TASK INPUTS =
· · · · ·

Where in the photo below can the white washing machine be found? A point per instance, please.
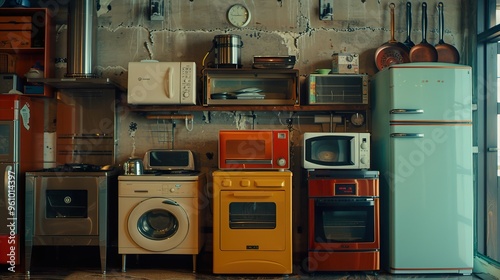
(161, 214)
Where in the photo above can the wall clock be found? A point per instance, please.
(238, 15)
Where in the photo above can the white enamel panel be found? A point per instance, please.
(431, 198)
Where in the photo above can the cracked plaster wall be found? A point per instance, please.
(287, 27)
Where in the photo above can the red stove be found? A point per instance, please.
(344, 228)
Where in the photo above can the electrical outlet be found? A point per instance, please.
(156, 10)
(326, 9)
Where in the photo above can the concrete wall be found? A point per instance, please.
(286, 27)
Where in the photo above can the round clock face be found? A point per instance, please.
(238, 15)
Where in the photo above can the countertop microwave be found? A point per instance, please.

· · · · ·

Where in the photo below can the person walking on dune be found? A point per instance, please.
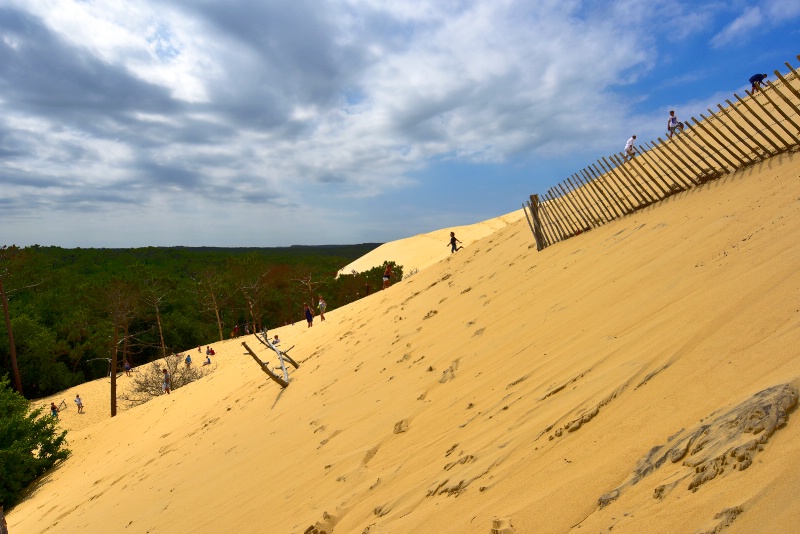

· · · · ·

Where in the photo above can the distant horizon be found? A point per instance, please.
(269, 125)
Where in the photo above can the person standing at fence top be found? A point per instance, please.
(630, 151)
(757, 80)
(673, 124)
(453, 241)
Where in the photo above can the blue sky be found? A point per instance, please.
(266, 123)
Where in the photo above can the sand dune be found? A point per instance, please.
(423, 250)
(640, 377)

· · · · ·

WHAT THE TASK ASKS = Could you arrange the lines of the listing between the line holding "Where in the photo above can the concrete" and the line holding "Where in the photo above can the countertop", inclusive, as a Markdown table with the columns Row and Line, leaving out any blank lines?

WORKED SOLUTION =
| Row | Line |
|---|---|
| 1 | Where in the photo above can the concrete wall be found? A point per instance, please. |
| 2 | (286, 27) |
| 3 | Where in the photo above can the round clock face be found? A point per instance, please. |
| 4 | (238, 15) |
| 5 | Where in the photo above can the countertop microwave be found? A point per instance, please. |